**Job A**.
Select every line in the rows below that contains the word "foliage".

:: Quoted passage ::

External Name Server Timeouts

Sun Mar 5 19:25:26 UTC 2006

On 03 Mar 2006, at 17:29 PST, Barry Margolin wrote:

> In article <du9v4v$2irf$1 at sf1.isc.org>,
>  Merton Campbell Crockett <m.c.crockett at adelphia.net> wrote:
>
>> I have an external master name server running BIND 9.3.1 on a SuSE
>> Linux 9.3 system.  Periodically, the name server stops responding to
>> DNS queries from the Internet.  In some instances when this occurs,
>> all external name servers will become unresponsive.
>>
>> During these incidents, the external name server appears to remain
>> responsive to DNS requests forwarded from internal name servers.
>> However, it is not clear if the responses to the internal DNS
>> requests are from the external name servers cache or not.  A quick
>> check using tcpdump seems to indicate that the name server is sending
>> DNS requests to the Internet but may not be receiving any responses.
>>
>> A "weird" element of these incidents is that they don't appear to
>> impact the ability of internal users to access the Internet, i.e.
>> there are no problem tickets being opened by users claiming to be
>> unable to access external systems.  The problem tickets that are
>> opened are from users on the road, at home, or at customer sites that
>> are unable to establish VPN connections.
>
> This suggests to me that something is blocking incoming packets with
> destination port 53, but allowing incoming packets to the high port
> that's used when BIND sends out recursive queries.
>
> If you run tcpdump during this, do you see any of the normal queries
> reaching the server?

One problem is that I don't have ready access to the system console  
and must access the system using SSH.  The additional SSH traffic  
results in tcpdump dropping more packets than it might otherwise.

Essentially, all that I see with tcpdump is the UDP packets from the  
system attempting to update the zone file.  I do know that other DNS  
traffic is getting through to the name server as I can log into  
remote external systems that are configured with tcpwrapper's  
PARANOID feature enabled.

Using "tcpdump -n udp and port 53 and net not <internal>", I do see  
some queries from other systems but "99.95 percent" of them appear to  
come from the system attempting to perform the update.  All packets  
appear to have the same source port number.

>> During the last incident, I noticed that the external name server was
>> being inundated with DNS requests to update the external zone file
>> from an IP address, 196.25.255.194, assigned to an Internet Service
>> Provider in Zaire.  Dynamic updates are not permitted but the name
>> server appears to be going through all the steps needed to perform a
>> dynamic update before rejecting the request.  Log entries indicate
>> that the check for no existing RRset entries succeeded before
>> reporting that the update request was denied.
>
> I suspect this is because it has to determine which zone is being
> updated, so that it can check that zone's "allow-update" setting.  It
> would probably be nice if the code special-cased the situation  
> where NO
> zones allow updating, and skipped all these unnecessary checks.

:::
:: Materials provided ::

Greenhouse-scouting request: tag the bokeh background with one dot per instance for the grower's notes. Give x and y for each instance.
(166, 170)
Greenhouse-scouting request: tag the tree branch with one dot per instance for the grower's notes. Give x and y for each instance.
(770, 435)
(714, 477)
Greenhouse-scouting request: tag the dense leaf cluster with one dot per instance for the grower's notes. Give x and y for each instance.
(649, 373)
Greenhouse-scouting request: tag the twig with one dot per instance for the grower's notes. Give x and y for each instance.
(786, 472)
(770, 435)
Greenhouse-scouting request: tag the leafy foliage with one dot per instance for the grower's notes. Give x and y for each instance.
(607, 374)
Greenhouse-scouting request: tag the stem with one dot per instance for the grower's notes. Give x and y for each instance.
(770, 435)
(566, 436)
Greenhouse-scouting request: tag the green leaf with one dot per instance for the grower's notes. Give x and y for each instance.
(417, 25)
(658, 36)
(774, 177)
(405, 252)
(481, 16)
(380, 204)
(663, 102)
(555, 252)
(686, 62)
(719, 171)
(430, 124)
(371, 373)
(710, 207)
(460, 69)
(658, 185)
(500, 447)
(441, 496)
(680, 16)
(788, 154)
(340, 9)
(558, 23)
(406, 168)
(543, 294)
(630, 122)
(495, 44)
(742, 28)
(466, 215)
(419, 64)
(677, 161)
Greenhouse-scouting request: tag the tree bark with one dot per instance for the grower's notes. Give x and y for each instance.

:::
:: Materials provided ::

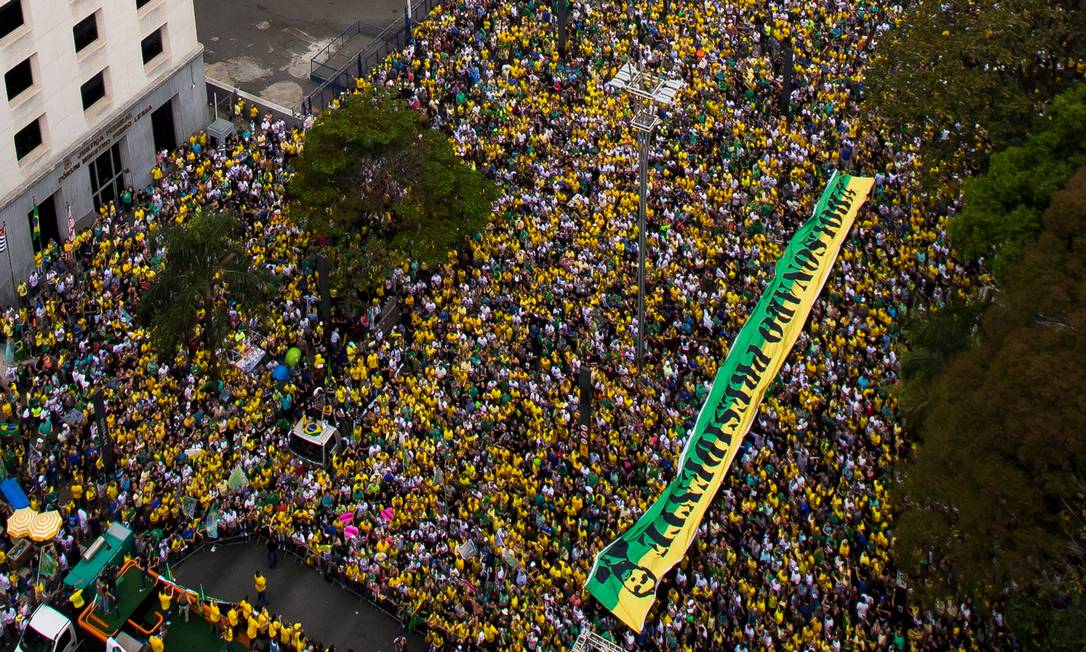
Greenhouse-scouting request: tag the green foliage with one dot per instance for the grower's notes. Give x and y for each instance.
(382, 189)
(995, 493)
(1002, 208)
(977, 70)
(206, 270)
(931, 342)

:::

**Job B**.
Based on the DNS timeout thread, say whether each statement is true: (i) The additional SSH traffic causes tcpdump to drop more packets. (ii) Dynamic updates are permitted on the external name server. (iii) The packets seen with tcpdump have different source port numbers. Answer yes or no for each, quoting the deciding words of the thread.

**Exercise result A**.
Greenhouse-scouting request: tag the leafy foliage with one dot per instance for the grower's notes. Give x and y for each instance.
Greenhouse-scouting request: tag the green foliage with one dot per instance for the grower's notes. Give x and y for each instance.

**Exercise result B**.
(i) Yes: "results in tcpdump dropping more packets than it might otherwise."
(ii) No: "Dynamic updates are not permitted"
(iii) No: "appear to have the same source port number."